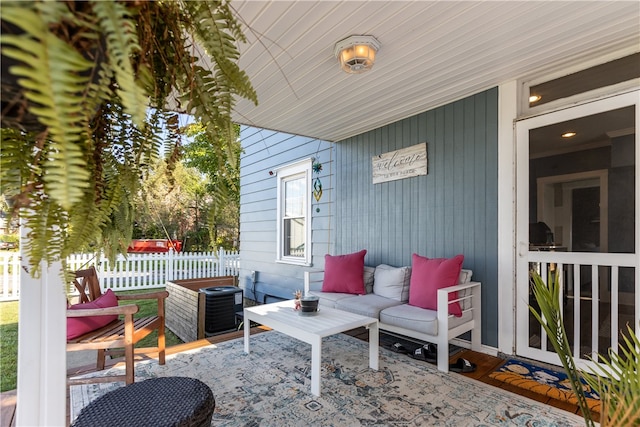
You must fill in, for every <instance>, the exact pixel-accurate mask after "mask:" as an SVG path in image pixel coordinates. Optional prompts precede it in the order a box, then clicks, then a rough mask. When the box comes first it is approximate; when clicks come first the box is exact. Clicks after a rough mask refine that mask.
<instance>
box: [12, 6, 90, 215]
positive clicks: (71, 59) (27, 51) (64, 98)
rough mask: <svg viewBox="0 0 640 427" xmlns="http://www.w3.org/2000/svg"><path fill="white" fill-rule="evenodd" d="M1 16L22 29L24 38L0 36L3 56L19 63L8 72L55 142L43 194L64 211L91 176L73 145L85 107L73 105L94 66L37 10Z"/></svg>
mask: <svg viewBox="0 0 640 427" xmlns="http://www.w3.org/2000/svg"><path fill="white" fill-rule="evenodd" d="M2 18H3V19H4V20H6V21H8V22H11V23H13V24H15V25H16V26H18V27H20V28H21V29H22V30H23V31H24V32H25V34H21V35H11V34H5V35H2V44H3V54H4V55H6V56H8V57H10V58H13V59H16V60H18V61H20V63H21V64H20V65H15V66H13V67H11V68H10V71H11V73H12V74H13V75H15V76H18V77H19V78H18V80H17V81H18V84H19V85H20V86H22V87H23V88H24V89H25V97H26V98H27V99H28V100H29V101H31V102H33V103H34V105H33V106H32V107H31V112H32V113H34V114H36V115H37V117H38V120H39V121H40V122H41V123H42V124H43V125H44V126H46V128H47V129H48V131H49V134H50V139H51V140H52V141H53V144H51V149H50V150H49V152H48V154H49V156H50V159H51V161H49V162H47V163H45V164H44V168H45V169H46V173H45V174H44V182H45V185H46V186H47V193H48V194H49V196H50V197H51V198H52V199H53V200H54V201H56V202H58V203H60V205H61V206H62V207H64V208H65V209H69V208H70V207H71V206H72V205H73V204H74V203H75V202H77V201H78V200H80V199H81V198H82V194H83V189H84V188H86V187H87V183H88V178H89V175H88V173H87V172H86V171H85V169H84V162H83V153H82V150H81V149H80V147H79V146H78V145H77V142H78V141H79V140H80V135H81V133H82V132H83V129H84V127H85V126H84V124H83V120H82V119H83V115H84V114H83V109H82V105H81V104H80V103H78V102H77V95H78V93H82V92H83V90H84V88H85V86H86V84H87V81H88V79H87V77H85V76H83V75H82V73H83V72H85V71H87V70H90V69H91V67H92V63H91V62H89V61H87V60H86V59H84V58H83V57H82V56H81V55H80V54H79V53H78V52H76V51H75V50H74V49H73V48H72V47H71V46H69V45H68V44H66V43H64V42H63V41H62V40H60V39H59V38H57V37H56V36H55V35H53V34H51V33H50V32H48V29H47V27H46V25H45V22H44V21H43V20H42V19H41V16H40V15H39V14H37V13H36V12H35V11H33V10H30V9H27V8H23V7H16V6H4V7H3V11H2Z"/></svg>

----------

**YOUR TASK:**
Print the material from its start through the line containing "box: [12, 6, 90, 215]", both ends included, reproducing each line exactly. Leave the pictures out of your answer.

**ANSWER TO THIS PROBLEM:**
You must fill in, for every <instance>, the exact pixel-accurate mask after "mask:" as an SVG path in image pixel coordinates. Optional prompts precede it in the order a box, then clicks, then a rough mask. When the box comes first it is approximate; when clicks come first the box is exact. Clicks after a rough mask refine that mask.
<instance>
box: [12, 6, 90, 215]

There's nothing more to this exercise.